** START TASK INPUT **
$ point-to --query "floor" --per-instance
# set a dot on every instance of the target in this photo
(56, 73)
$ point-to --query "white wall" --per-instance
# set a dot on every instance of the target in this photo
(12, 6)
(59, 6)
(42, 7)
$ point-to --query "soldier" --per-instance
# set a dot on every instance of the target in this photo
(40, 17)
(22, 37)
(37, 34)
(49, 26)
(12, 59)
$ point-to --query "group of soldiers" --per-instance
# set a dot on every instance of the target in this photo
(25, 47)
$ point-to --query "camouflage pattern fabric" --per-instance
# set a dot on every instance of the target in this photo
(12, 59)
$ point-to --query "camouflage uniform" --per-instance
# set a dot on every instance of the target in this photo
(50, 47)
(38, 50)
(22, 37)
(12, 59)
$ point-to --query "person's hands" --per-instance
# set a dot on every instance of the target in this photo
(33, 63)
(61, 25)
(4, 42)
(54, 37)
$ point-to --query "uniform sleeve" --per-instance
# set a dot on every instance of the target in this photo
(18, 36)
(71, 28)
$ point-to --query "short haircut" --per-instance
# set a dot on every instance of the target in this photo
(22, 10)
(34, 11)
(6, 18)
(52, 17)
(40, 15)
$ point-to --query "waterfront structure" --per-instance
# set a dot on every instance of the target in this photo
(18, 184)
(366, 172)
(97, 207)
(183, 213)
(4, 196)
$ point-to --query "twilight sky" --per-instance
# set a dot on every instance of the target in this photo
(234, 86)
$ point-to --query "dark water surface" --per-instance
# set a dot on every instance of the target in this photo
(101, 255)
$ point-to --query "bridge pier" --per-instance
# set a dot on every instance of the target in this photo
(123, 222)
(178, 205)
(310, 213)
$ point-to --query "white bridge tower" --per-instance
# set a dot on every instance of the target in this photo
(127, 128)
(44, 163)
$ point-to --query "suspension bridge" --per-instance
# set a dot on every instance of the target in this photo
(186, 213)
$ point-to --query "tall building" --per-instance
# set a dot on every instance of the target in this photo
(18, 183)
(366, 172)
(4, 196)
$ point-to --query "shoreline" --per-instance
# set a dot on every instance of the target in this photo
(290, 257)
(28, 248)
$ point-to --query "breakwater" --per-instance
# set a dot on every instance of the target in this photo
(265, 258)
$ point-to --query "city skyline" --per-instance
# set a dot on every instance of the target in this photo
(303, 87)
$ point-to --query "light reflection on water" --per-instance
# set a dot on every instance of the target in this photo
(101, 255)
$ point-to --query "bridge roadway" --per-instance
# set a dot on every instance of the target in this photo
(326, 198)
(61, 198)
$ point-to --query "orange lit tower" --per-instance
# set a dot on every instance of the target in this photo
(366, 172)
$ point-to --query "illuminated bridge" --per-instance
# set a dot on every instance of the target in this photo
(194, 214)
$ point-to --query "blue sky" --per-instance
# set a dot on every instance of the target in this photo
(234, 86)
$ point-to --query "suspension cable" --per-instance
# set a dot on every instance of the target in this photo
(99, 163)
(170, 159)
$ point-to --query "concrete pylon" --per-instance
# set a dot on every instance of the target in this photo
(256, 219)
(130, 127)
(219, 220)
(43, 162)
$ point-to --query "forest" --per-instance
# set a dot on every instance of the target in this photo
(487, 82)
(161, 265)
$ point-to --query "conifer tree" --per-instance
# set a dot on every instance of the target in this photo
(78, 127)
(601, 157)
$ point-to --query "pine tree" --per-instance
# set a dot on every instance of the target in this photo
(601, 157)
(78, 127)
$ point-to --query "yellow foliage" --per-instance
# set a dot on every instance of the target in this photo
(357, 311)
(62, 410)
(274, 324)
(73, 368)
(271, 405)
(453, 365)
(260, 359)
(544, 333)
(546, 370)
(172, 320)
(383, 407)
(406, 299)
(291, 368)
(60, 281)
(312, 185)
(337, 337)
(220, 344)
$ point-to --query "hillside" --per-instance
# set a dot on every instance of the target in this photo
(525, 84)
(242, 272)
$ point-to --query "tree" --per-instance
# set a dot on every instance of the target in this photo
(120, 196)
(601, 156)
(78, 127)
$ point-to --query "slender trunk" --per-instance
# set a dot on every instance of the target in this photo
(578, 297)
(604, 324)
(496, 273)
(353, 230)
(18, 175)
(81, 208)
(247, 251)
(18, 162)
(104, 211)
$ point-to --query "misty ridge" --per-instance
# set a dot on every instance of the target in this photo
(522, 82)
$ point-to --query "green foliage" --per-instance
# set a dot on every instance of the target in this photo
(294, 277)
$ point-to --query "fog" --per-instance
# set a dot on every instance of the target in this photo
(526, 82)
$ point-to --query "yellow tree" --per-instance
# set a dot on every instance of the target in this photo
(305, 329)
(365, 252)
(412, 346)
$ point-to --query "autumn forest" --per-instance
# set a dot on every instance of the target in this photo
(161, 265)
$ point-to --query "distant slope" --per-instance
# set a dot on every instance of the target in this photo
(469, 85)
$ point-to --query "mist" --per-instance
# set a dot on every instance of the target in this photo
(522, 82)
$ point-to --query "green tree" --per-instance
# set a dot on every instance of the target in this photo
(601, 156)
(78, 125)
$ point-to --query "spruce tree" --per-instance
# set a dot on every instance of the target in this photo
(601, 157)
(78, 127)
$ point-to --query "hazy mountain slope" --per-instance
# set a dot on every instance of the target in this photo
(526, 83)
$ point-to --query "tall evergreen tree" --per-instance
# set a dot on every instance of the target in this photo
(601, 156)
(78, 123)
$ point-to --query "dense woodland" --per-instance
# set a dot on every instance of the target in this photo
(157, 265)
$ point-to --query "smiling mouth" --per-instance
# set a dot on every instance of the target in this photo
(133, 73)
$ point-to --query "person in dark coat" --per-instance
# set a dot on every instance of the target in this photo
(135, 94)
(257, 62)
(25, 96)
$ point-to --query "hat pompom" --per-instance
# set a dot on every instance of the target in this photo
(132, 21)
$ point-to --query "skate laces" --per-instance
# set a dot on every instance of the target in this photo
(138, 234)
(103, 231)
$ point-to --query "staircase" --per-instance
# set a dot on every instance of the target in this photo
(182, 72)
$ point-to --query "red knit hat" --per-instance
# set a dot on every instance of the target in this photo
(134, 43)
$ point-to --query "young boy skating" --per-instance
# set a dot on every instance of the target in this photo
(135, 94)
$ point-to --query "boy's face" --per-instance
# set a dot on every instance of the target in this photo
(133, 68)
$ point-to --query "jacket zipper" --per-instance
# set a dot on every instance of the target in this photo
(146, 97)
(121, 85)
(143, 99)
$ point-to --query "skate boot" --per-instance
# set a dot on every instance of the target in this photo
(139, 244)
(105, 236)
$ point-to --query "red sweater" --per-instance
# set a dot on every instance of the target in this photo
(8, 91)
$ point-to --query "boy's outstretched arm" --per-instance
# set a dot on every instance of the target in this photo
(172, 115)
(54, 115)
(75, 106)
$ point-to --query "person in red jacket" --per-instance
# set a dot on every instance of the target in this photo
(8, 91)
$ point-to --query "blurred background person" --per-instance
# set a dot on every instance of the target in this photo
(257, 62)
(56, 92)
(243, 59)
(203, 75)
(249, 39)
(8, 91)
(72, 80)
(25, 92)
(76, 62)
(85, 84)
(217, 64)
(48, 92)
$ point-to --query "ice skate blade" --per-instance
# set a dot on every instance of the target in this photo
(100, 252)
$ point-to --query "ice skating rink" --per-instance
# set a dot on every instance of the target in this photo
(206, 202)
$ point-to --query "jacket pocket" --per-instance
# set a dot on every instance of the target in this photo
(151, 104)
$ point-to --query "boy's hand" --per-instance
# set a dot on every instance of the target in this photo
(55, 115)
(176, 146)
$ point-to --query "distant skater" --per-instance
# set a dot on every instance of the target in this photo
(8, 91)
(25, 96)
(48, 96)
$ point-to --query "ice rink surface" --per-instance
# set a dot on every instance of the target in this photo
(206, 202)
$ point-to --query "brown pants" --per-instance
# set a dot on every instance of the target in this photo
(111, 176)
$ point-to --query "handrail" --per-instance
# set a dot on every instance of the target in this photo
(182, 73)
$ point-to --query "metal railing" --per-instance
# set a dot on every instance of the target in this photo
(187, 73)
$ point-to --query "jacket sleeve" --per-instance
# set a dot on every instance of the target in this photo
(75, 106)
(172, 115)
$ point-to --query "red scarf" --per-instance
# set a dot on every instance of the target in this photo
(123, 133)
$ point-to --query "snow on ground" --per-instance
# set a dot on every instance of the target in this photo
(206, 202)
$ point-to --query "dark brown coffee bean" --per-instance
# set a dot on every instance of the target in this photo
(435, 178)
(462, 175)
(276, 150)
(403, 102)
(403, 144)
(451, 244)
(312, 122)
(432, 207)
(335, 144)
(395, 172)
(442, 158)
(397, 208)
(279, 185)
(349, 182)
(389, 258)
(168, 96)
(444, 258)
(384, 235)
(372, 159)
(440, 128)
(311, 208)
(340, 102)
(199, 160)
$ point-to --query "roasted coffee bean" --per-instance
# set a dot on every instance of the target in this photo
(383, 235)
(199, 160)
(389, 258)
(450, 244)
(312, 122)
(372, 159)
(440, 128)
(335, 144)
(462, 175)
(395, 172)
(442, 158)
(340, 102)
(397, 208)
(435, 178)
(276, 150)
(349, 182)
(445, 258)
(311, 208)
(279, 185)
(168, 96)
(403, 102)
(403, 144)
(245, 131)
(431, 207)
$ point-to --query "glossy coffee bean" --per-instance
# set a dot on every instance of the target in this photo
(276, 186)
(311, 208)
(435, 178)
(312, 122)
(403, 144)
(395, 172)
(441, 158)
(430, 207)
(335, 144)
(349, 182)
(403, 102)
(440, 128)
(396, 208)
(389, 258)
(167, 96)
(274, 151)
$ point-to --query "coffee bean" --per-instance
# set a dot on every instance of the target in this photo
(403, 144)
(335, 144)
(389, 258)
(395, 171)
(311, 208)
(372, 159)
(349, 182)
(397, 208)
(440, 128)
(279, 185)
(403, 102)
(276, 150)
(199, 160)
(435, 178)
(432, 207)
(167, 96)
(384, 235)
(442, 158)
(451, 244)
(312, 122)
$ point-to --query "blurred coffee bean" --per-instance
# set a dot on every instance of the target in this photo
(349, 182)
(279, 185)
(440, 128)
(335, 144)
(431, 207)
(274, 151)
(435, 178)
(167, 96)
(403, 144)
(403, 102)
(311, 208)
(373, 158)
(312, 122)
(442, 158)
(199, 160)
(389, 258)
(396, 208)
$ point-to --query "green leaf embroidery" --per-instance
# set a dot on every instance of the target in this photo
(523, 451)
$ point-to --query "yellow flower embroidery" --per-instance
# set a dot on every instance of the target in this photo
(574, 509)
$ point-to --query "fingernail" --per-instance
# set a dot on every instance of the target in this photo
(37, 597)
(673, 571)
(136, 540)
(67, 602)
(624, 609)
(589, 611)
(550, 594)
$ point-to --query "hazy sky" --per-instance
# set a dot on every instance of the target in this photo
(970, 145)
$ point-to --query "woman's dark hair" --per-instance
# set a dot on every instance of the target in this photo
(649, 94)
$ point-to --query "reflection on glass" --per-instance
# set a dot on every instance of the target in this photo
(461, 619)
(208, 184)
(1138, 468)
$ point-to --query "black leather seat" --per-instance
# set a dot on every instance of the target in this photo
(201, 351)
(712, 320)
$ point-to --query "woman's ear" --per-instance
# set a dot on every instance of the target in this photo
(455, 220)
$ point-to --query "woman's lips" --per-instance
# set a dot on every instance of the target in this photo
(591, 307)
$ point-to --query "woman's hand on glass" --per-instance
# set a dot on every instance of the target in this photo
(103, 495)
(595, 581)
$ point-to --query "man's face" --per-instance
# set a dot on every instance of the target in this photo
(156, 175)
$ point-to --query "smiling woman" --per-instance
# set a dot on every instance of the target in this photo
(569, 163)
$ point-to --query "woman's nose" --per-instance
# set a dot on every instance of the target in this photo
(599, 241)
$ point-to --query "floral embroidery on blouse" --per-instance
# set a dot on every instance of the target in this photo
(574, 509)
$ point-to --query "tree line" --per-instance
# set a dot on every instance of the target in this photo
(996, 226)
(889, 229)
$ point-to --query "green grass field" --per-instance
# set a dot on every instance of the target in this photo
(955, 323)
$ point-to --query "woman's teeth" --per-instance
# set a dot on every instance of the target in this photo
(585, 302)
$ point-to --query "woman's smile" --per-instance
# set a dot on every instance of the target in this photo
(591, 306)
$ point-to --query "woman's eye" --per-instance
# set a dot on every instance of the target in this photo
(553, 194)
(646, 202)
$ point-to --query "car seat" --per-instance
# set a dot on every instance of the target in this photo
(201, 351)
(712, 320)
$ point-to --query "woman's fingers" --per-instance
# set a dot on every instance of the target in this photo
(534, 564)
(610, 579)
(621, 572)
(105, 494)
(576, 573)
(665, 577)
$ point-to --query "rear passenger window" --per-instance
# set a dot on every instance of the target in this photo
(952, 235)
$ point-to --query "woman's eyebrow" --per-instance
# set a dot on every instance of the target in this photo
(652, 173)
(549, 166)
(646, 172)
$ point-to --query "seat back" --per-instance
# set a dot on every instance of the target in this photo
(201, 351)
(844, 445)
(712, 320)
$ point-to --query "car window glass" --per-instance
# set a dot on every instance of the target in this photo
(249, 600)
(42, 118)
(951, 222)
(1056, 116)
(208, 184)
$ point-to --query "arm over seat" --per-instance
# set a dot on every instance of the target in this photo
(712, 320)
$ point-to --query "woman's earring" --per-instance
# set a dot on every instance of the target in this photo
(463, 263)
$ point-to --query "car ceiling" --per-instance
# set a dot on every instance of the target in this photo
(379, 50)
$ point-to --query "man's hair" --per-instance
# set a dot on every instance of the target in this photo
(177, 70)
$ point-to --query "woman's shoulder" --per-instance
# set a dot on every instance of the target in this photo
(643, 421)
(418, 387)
** END TASK INPUT **
__WORK TO BE COMPLETED__
Which lines in the entries above contain the string "forest"? Select and copy each of them, treating uppercase and lowercase as different.

__EXERCISE RESULT__
$ point-to --query "forest" --per-instance
$ point-to --query "autumn forest" --per-instance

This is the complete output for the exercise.